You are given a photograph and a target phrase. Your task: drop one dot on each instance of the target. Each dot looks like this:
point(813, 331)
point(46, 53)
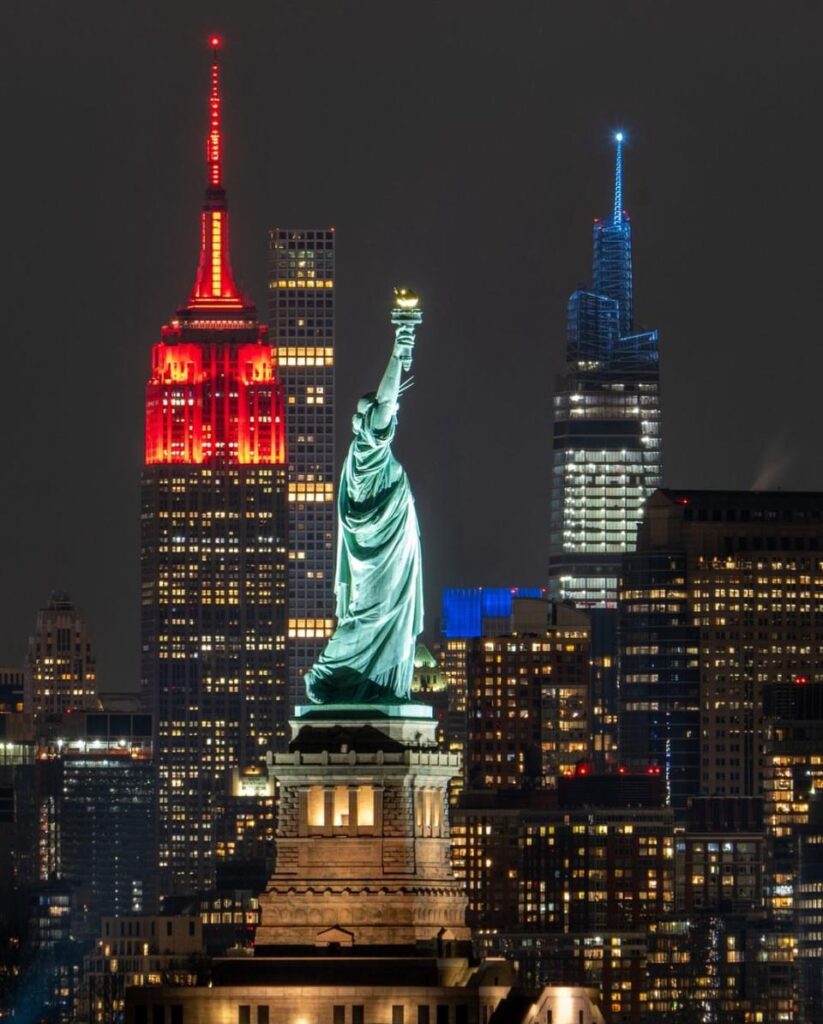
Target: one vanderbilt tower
point(213, 552)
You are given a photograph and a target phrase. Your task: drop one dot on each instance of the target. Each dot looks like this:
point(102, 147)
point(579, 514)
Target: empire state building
point(213, 554)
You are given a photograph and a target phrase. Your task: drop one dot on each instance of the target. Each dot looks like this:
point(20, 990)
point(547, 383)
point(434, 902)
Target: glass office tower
point(301, 304)
point(607, 422)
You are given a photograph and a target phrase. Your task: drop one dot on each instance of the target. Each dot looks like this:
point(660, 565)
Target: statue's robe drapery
point(370, 656)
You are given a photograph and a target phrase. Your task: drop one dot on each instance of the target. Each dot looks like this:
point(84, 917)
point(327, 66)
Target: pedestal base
point(362, 845)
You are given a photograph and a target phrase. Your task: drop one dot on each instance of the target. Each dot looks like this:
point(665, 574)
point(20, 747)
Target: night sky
point(460, 146)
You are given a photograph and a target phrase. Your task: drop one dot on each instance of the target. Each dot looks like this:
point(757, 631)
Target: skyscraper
point(60, 667)
point(213, 546)
point(719, 622)
point(606, 458)
point(301, 303)
point(607, 411)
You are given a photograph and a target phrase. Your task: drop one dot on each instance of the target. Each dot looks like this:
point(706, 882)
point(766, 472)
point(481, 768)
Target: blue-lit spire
point(618, 178)
point(611, 269)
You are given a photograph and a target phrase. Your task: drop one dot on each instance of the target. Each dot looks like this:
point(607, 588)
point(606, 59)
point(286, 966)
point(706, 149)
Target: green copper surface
point(370, 657)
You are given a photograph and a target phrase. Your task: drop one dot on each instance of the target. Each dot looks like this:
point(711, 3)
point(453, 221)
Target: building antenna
point(618, 177)
point(214, 138)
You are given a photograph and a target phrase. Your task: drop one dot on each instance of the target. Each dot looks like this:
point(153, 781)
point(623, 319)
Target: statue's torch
point(405, 316)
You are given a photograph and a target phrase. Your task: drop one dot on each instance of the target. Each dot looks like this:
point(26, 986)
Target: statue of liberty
point(370, 656)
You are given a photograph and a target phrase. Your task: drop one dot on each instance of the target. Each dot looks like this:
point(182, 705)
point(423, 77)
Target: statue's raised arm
point(370, 656)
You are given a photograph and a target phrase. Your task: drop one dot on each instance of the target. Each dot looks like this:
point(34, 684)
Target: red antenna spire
point(214, 286)
point(214, 141)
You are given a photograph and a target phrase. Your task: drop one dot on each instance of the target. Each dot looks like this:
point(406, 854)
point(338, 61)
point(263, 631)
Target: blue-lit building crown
point(607, 456)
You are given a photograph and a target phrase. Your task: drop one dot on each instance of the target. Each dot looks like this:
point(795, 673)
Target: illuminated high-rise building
point(607, 456)
point(719, 622)
point(301, 304)
point(214, 553)
point(60, 668)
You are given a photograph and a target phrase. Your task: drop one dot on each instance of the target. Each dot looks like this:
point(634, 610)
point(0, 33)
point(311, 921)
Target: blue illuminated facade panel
point(464, 608)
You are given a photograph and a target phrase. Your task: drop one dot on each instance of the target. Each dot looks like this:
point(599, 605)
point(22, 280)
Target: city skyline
point(134, 161)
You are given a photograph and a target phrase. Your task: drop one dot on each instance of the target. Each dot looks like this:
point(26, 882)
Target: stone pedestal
point(362, 833)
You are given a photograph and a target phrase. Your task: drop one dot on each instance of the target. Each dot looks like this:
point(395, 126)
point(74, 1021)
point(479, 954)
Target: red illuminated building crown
point(213, 396)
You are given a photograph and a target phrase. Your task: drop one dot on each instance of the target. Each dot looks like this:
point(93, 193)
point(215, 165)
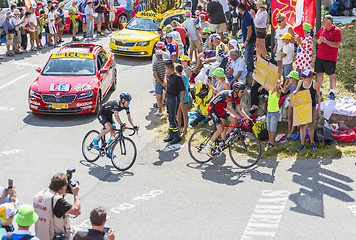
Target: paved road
point(165, 195)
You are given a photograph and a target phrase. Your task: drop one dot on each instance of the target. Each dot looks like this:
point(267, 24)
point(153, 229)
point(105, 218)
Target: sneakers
point(96, 143)
point(331, 96)
point(301, 147)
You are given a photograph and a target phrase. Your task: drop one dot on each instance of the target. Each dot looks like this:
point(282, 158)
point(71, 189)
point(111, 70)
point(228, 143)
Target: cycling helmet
point(238, 86)
point(126, 96)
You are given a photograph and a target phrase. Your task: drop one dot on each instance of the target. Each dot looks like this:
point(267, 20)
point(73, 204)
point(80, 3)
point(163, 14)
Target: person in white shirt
point(238, 71)
point(260, 20)
point(287, 54)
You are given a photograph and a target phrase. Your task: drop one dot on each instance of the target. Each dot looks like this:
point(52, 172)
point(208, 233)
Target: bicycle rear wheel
point(196, 144)
point(123, 154)
point(90, 153)
point(245, 150)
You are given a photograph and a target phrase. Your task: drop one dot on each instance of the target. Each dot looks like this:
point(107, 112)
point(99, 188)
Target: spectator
point(73, 14)
point(24, 218)
point(238, 70)
point(98, 220)
point(9, 28)
point(217, 17)
point(283, 27)
point(287, 54)
point(305, 50)
point(89, 13)
point(314, 89)
point(99, 6)
point(159, 73)
point(194, 42)
point(248, 35)
point(261, 25)
point(129, 8)
point(175, 86)
point(185, 72)
point(53, 209)
point(7, 214)
point(329, 39)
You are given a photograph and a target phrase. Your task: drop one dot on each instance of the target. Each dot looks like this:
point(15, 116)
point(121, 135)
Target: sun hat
point(219, 72)
point(286, 36)
point(184, 58)
point(293, 74)
point(306, 27)
point(7, 210)
point(26, 215)
point(307, 73)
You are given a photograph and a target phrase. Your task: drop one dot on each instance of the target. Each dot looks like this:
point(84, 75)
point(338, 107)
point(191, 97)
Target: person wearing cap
point(328, 39)
point(175, 86)
point(260, 20)
point(7, 214)
point(305, 50)
point(159, 73)
point(314, 88)
point(10, 31)
point(287, 55)
point(89, 13)
point(24, 218)
point(283, 27)
point(195, 45)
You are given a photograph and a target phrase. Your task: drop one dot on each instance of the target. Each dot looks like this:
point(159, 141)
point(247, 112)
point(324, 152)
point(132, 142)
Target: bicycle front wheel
point(90, 153)
point(197, 143)
point(123, 154)
point(245, 150)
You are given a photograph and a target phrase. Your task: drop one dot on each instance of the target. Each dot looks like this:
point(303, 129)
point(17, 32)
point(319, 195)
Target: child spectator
point(314, 89)
point(305, 50)
point(287, 54)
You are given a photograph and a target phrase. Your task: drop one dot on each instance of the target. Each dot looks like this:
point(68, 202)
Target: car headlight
point(34, 94)
point(143, 44)
point(88, 94)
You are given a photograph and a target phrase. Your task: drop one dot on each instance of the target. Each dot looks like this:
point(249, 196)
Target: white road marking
point(15, 80)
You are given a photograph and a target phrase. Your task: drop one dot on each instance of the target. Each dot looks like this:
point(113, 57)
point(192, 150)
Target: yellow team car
point(139, 36)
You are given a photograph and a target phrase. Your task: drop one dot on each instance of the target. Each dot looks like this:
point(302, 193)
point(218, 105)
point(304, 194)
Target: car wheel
point(114, 83)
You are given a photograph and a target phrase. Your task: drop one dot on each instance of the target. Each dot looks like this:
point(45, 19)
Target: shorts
point(261, 32)
point(217, 115)
point(10, 41)
point(286, 70)
point(84, 19)
point(272, 121)
point(100, 18)
point(325, 66)
point(112, 16)
point(221, 27)
point(33, 35)
point(196, 44)
point(105, 117)
point(159, 89)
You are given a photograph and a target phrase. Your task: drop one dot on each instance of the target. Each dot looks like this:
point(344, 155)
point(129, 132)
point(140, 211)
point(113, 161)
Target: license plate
point(123, 49)
point(62, 106)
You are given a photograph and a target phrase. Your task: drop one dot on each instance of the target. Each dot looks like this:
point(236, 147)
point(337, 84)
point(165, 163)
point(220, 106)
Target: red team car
point(73, 81)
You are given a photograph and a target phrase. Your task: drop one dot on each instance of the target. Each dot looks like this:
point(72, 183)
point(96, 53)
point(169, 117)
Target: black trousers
point(172, 105)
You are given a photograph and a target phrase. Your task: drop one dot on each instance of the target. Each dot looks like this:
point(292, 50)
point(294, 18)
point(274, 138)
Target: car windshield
point(143, 24)
point(70, 67)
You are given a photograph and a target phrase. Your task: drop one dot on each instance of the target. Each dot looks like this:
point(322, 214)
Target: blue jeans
point(90, 27)
point(249, 56)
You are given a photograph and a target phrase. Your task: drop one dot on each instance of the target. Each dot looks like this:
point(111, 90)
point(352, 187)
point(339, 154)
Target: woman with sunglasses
point(283, 27)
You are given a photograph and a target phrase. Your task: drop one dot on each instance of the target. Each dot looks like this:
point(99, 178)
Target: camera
point(71, 182)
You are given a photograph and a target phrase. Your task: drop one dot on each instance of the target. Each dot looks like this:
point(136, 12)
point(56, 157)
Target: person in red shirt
point(328, 39)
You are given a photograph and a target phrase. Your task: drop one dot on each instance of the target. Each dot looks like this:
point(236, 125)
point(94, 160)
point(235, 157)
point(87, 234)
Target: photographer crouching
point(53, 209)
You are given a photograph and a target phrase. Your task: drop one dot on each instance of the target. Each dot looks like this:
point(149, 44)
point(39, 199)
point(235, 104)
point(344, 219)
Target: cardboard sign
point(302, 107)
point(266, 73)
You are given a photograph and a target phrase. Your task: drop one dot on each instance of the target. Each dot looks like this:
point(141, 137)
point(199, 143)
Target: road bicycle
point(244, 147)
point(122, 150)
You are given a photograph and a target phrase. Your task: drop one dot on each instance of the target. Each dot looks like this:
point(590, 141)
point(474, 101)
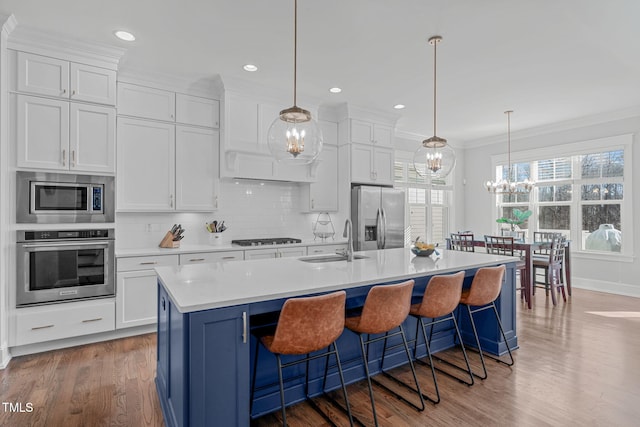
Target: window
point(580, 191)
point(428, 203)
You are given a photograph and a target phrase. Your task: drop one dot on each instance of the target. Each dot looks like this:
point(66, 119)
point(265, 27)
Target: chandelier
point(294, 137)
point(509, 185)
point(434, 158)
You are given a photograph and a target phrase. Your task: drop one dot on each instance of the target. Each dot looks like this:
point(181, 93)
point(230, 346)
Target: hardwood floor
point(577, 365)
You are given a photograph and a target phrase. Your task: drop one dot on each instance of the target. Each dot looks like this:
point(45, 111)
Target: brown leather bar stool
point(307, 325)
point(440, 300)
point(482, 294)
point(384, 310)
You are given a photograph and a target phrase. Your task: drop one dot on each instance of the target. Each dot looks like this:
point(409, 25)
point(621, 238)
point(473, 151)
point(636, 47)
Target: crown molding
point(581, 122)
point(210, 87)
point(36, 41)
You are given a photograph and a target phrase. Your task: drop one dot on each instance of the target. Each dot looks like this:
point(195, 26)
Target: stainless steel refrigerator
point(377, 214)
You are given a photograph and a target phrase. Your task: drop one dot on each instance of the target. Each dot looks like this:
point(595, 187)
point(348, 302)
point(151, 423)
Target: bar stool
point(307, 325)
point(482, 294)
point(384, 310)
point(440, 300)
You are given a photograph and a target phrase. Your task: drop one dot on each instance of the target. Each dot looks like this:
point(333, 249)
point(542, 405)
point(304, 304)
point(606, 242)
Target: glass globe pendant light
point(294, 137)
point(434, 158)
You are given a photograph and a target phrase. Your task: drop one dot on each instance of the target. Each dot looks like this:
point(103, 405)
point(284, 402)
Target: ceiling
point(550, 61)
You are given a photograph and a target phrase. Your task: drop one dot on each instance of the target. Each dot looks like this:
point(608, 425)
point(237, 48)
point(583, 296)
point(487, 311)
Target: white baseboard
point(608, 287)
point(5, 357)
point(87, 339)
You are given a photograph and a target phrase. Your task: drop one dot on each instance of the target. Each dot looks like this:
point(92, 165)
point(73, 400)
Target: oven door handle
point(65, 244)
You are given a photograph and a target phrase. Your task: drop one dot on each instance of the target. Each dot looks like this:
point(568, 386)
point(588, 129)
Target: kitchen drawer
point(325, 249)
point(205, 257)
point(52, 322)
point(146, 262)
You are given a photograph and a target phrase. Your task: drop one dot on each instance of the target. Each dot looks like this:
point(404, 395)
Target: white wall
point(619, 276)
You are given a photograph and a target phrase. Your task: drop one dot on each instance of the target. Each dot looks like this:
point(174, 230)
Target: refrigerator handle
point(379, 229)
point(384, 229)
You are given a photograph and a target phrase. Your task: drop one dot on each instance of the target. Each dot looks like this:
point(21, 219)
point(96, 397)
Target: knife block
point(168, 242)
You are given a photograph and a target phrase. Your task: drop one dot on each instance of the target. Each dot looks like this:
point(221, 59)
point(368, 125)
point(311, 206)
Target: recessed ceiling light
point(125, 35)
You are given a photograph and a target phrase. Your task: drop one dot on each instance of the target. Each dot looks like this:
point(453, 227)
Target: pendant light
point(434, 158)
point(509, 185)
point(294, 137)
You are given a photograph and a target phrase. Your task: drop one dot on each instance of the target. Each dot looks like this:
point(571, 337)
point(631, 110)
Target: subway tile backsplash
point(250, 209)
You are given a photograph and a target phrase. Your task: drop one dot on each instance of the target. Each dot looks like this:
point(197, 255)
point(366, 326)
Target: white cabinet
point(146, 165)
point(62, 79)
point(196, 168)
point(364, 132)
point(164, 167)
point(52, 322)
point(158, 104)
point(209, 257)
point(275, 253)
point(371, 165)
point(322, 194)
point(55, 134)
point(325, 249)
point(137, 289)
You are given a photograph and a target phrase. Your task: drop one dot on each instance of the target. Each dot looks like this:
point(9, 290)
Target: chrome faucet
point(348, 233)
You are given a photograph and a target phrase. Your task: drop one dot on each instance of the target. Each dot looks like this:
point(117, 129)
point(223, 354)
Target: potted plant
point(519, 217)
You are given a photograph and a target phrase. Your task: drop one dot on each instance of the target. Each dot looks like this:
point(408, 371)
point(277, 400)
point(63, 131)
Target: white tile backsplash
point(250, 209)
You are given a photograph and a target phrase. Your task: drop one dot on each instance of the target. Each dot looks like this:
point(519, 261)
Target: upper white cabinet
point(363, 132)
point(53, 77)
point(158, 104)
point(56, 134)
point(181, 169)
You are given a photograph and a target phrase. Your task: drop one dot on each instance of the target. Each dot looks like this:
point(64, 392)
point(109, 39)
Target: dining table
point(527, 250)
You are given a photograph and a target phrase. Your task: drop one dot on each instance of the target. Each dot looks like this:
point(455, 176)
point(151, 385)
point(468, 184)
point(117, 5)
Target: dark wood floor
point(574, 367)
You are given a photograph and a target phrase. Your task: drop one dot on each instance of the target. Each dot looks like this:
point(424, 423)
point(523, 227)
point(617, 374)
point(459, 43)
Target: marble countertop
point(196, 248)
point(223, 284)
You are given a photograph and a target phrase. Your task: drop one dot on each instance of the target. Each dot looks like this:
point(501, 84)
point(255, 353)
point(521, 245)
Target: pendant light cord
point(295, 51)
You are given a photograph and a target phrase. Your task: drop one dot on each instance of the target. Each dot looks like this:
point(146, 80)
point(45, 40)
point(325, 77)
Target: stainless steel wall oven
point(60, 265)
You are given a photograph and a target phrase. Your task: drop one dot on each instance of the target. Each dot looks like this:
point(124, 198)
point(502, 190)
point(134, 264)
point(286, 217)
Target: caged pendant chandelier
point(294, 137)
point(509, 185)
point(434, 158)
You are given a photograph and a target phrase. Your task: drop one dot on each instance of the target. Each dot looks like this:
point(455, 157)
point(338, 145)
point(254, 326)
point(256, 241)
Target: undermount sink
point(330, 258)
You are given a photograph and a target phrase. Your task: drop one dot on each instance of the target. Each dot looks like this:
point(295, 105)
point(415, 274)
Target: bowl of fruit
point(423, 249)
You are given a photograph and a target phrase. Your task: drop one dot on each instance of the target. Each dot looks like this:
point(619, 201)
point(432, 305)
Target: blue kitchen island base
point(205, 365)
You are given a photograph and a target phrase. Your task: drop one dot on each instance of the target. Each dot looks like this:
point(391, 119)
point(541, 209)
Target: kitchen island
point(206, 314)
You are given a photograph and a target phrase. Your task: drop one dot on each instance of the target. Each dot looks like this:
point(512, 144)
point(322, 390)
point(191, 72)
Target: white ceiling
point(549, 60)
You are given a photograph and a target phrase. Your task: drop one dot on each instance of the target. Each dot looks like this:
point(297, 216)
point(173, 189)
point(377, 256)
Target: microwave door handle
point(64, 244)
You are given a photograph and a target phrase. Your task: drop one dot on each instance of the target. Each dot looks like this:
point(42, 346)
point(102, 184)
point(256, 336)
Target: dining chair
point(462, 242)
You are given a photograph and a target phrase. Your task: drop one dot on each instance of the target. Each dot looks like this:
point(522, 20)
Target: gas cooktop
point(266, 241)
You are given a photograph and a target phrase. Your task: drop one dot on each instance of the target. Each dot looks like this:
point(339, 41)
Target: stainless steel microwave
point(44, 197)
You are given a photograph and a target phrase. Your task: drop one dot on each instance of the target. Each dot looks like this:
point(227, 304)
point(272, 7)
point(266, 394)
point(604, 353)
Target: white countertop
point(224, 284)
point(195, 248)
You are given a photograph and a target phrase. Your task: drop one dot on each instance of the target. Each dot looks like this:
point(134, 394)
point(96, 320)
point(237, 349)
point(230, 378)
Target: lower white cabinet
point(275, 253)
point(137, 289)
point(325, 249)
point(66, 320)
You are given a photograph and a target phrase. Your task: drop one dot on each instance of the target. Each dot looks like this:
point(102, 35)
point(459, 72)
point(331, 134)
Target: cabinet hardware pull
point(244, 327)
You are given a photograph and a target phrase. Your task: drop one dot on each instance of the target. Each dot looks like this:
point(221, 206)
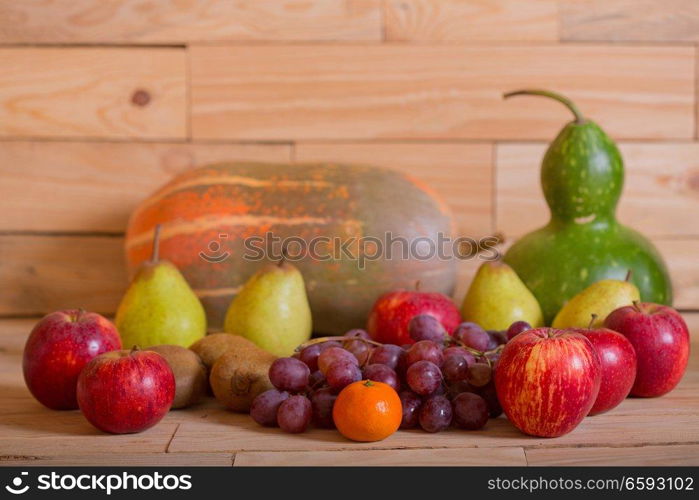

————————

# Exercise requirements
Return the stretch of the material above from its start through the line containing "point(213, 552)", including that line, reproduced verbatim with the pictures omitted.

# Solution to the exercise
You are given a photograph and a target phrase. Your task: drop one dot on each instance of the target. Each dot looks like this:
point(813, 331)
point(46, 53)
Target: one vanderbilt tower
point(213, 552)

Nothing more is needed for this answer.